Task to complete =>
Print nothing but the lines below starting at the line that holds "Could you please locate the mast" and ending at the line that holds "Could you please locate the boat", including both, each exactly as written.

Records provided =>
++++++

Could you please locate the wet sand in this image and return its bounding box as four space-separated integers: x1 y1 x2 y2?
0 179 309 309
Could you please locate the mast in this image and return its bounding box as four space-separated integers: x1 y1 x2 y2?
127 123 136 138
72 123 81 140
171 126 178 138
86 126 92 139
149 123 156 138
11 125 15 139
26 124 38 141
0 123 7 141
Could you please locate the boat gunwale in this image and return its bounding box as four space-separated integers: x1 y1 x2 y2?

++++++

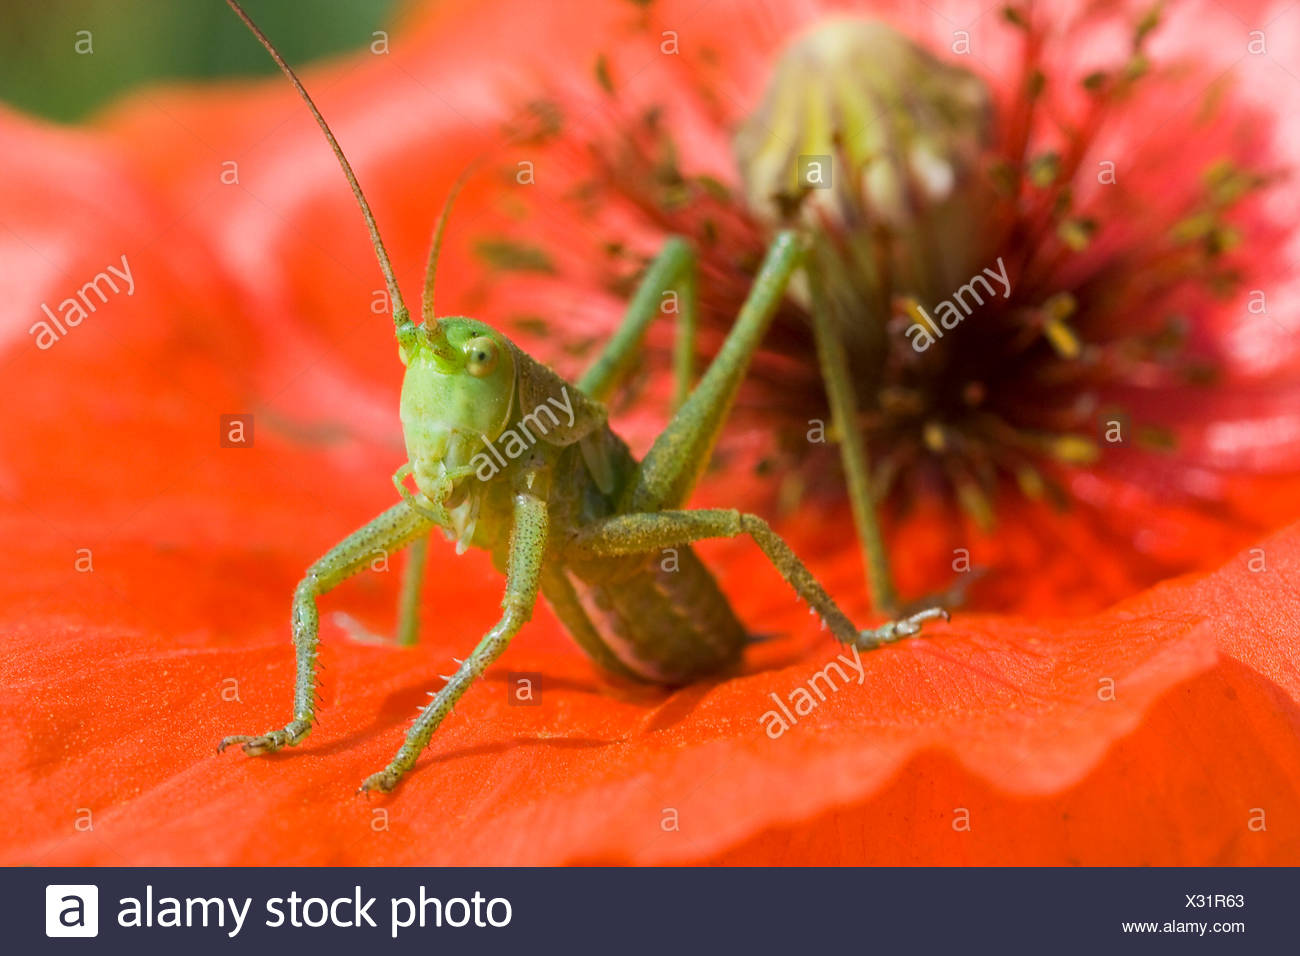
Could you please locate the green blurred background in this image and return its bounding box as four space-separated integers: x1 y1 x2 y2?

++++++

Solution =>
Could you please locate the mast in this image and return its bounding box as four space-separated integers: x1 y1 x2 y2?
127 123 136 138
72 123 81 140
171 126 178 138
86 126 92 139
149 123 156 138
11 125 15 139
26 124 38 141
0 123 7 141
Could you please locate the boat gunwale in this image and return its bounding box as four space-separated integers: x1 y1 x2 y2?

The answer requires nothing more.